- Provided passage
---

McDonald's Sweden is launching a promotion that invites kids to turn Happy Meal boxes into virtual-reality viewers. Dubbed Happy Goggles, some 3,500 of them will be made available at 14 restaurants over the weekends of March 5 and March 12. The price is about $4.10. 

The push is tied to the Swedish "Sportlov" recreational holiday, during which many families go skiing. With this in mind, McD's created a ski-themed VR game, "Slope Stars," for use with the oggles (though they work just as well with any mobile VR experience). The game can also be played in a less immersive fashion without them. 

To turn the iconic red boxes into Happy Goggles, just tear along some perforated lines and fold, inserting the VR lenses (included) and a smartphone (bring your own). The video below shows you how:



It's kind of like Google Cardboard—with fries.

DDB Stockholm developed the strategy, design and packaging, while North Kingdom Stockholm created the game; Prime is handling publicity. 

The program recalls a recent effort by Pizza Hut to turn its pizza box into movie projectors. VR, though, is another step up. The fast-food chain believes VR provides "a really exciting opportunity to connect families in digital times," Jeff Jackett, marketing director at McDonald's Sweden, tells AdFreak. "Parents can learn more about their children's knowledge and experience of the digital world. And purposeful gaming can also be a great joint activity that helps families interact on equal terms."

---

- Prompt 1
Write out the part of the article on McDonald's Happy Goggles starting at "The push is" and ending at "fashion without them.".
- Prompt 2
In the records, swap "pavement" for "roadway" in the lines starting at the one containing "Mark one point per instance of the concrete" and ending at the last line of the records, and give back only those lines.

Object point labels

---

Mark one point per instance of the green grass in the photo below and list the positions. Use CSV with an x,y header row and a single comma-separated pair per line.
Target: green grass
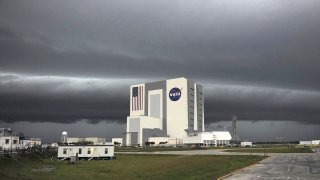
x,y
129,167
273,150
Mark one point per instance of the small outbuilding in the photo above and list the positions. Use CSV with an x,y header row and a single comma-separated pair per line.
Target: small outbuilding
x,y
105,151
246,144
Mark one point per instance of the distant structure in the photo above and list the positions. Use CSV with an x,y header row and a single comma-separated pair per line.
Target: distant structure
x,y
64,137
10,140
169,113
235,129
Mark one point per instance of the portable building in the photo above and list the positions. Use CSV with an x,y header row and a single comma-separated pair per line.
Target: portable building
x,y
246,144
105,151
117,141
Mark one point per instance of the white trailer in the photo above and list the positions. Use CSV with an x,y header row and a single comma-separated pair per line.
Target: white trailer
x,y
86,151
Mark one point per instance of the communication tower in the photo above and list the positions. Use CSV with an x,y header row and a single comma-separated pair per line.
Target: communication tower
x,y
235,129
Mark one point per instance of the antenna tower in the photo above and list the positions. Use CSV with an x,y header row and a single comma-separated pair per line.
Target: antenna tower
x,y
235,129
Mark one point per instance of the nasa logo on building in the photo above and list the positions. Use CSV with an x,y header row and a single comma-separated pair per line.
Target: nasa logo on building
x,y
175,94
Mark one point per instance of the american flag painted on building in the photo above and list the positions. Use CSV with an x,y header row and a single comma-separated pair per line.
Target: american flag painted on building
x,y
137,98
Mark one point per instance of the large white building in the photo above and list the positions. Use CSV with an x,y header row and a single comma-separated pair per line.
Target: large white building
x,y
173,108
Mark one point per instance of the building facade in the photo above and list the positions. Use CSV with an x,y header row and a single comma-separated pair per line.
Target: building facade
x,y
173,108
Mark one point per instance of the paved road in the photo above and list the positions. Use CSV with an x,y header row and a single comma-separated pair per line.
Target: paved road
x,y
283,166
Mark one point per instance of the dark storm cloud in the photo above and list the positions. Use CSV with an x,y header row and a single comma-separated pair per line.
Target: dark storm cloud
x,y
256,59
63,100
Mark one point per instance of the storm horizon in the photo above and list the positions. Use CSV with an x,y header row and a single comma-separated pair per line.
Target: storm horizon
x,y
69,65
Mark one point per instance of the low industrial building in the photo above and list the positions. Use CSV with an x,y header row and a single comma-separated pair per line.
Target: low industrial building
x,y
10,140
213,138
105,151
164,141
309,143
94,140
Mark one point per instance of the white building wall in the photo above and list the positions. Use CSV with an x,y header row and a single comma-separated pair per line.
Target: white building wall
x,y
118,140
170,141
305,142
177,111
155,109
315,142
141,122
246,143
195,100
95,151
9,142
140,112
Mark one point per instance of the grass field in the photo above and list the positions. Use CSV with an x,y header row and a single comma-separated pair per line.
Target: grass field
x,y
128,167
153,149
273,150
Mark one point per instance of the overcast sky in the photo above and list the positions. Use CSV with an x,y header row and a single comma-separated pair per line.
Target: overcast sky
x,y
69,64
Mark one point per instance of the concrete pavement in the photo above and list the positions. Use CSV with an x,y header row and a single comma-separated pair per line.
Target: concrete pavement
x,y
283,166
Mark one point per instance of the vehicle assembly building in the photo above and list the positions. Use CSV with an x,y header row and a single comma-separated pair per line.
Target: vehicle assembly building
x,y
171,108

---

- Full response 1
The push is tied to the Swedish "Sportlov" recreational holiday, during which many families go skiing. With this in mind, McD's created a ski-themed VR game, "Slope Stars," for use with the oggles (though they work just as well with any mobile VR experience). The game can also be played in a less immersive fashion without them.

- Full response 2
Mark one point per instance of the concrete roadway in the photo above and list the positions. Use CSV with an x,y header row and a single comma-separated pair per line.
Target: concrete roadway
x,y
283,166
Mark one point per instance of the vehicle assembly building in the photo above and list the positions. Use CSV with an x,y header row and a single comma-separated pair per line.
Target: vehicle assembly building
x,y
171,108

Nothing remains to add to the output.